» **WHAT YOU WILL DO**:
For every line in the entries that contains "blue", show the whole line.

» **SOURCE INFORMATION**:
↓

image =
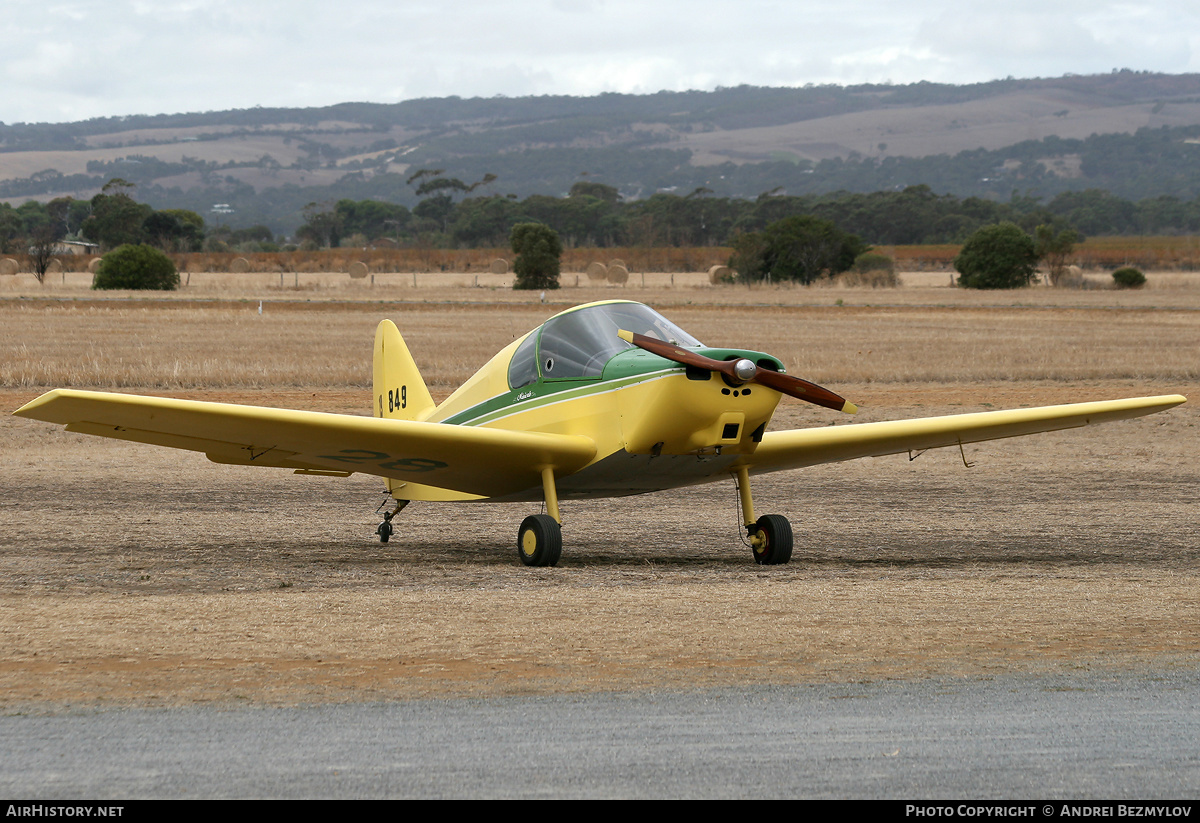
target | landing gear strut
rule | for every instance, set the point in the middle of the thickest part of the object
(540, 539)
(771, 535)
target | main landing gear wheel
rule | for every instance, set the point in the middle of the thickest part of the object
(774, 544)
(540, 541)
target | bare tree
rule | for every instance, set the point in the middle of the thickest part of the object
(42, 246)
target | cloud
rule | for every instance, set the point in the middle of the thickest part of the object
(84, 58)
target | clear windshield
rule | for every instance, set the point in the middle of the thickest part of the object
(580, 343)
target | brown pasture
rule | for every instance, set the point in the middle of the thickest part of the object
(132, 575)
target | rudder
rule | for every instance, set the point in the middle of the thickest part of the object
(399, 390)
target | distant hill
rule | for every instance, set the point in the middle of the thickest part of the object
(1133, 133)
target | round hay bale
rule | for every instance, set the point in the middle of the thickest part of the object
(720, 274)
(618, 275)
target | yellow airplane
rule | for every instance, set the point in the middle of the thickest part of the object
(604, 400)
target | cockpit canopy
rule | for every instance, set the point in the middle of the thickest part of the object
(579, 343)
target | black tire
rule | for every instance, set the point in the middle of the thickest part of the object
(775, 533)
(540, 541)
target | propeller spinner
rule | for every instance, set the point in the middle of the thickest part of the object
(743, 371)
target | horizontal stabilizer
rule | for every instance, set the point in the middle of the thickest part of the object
(811, 446)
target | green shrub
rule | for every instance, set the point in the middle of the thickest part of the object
(538, 250)
(1128, 277)
(803, 248)
(997, 257)
(136, 268)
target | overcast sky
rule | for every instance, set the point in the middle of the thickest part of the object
(76, 59)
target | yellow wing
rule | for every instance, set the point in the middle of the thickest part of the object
(472, 461)
(811, 446)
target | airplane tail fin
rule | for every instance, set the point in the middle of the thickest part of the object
(400, 392)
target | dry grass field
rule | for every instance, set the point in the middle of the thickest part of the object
(132, 575)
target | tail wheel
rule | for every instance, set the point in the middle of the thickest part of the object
(540, 541)
(774, 545)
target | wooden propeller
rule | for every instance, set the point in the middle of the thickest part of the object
(743, 371)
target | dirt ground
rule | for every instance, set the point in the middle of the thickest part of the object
(132, 575)
(142, 576)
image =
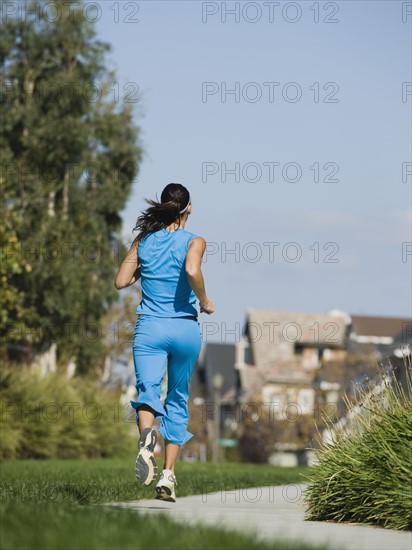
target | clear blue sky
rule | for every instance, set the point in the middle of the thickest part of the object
(366, 134)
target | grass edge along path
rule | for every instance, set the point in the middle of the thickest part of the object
(55, 502)
(100, 527)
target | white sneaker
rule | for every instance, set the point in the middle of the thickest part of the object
(165, 487)
(146, 466)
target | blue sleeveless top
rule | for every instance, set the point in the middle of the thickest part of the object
(165, 289)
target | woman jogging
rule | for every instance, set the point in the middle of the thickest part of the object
(167, 258)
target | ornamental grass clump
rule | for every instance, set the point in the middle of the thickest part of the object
(364, 471)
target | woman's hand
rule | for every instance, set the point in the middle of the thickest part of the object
(129, 271)
(207, 307)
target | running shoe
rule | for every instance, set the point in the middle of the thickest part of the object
(146, 466)
(165, 487)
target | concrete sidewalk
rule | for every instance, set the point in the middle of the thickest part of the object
(273, 513)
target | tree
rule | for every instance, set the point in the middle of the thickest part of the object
(69, 155)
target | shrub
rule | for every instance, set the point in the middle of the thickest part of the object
(364, 474)
(53, 417)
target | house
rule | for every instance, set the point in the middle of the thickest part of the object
(283, 352)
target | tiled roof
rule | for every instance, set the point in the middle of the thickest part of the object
(379, 326)
(273, 335)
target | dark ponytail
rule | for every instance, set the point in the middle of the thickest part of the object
(174, 198)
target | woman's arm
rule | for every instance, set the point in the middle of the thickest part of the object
(129, 271)
(194, 274)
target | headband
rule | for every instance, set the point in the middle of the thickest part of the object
(186, 207)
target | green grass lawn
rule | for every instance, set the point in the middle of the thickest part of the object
(48, 504)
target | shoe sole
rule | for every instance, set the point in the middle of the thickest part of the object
(146, 466)
(164, 493)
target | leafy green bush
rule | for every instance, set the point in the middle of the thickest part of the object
(53, 417)
(364, 474)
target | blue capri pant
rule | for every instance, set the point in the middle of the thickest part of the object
(157, 341)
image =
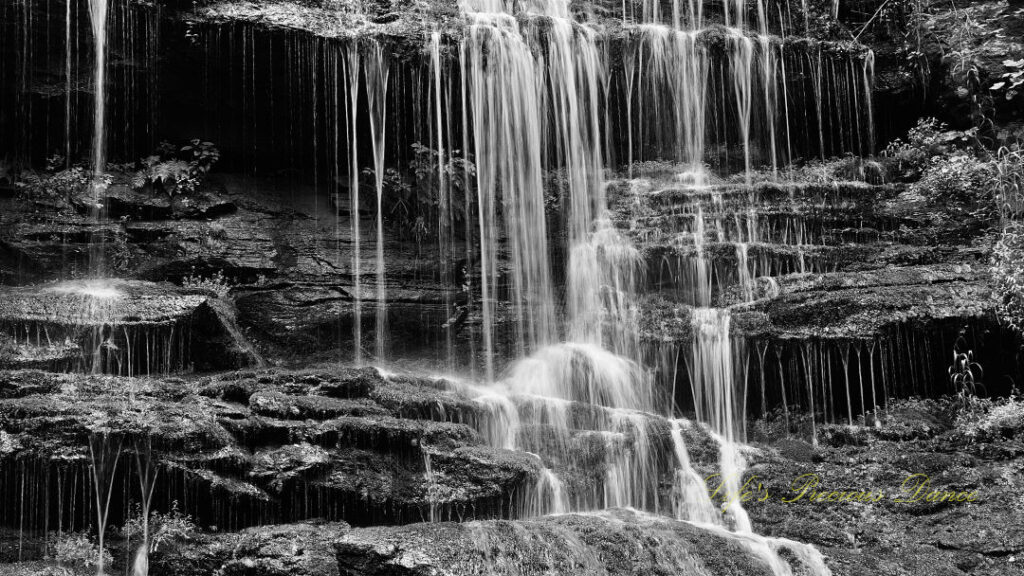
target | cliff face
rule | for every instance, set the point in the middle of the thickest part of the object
(364, 188)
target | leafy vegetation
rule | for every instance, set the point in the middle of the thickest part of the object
(55, 183)
(78, 550)
(177, 170)
(1008, 255)
(928, 139)
(965, 373)
(217, 283)
(165, 528)
(424, 193)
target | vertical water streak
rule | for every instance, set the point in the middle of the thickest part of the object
(377, 71)
(352, 62)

↑

» **RESPONSE TO THE EXERCISE**:
target | clear blue sky
target | blue sleeveless top
target | blue capri pant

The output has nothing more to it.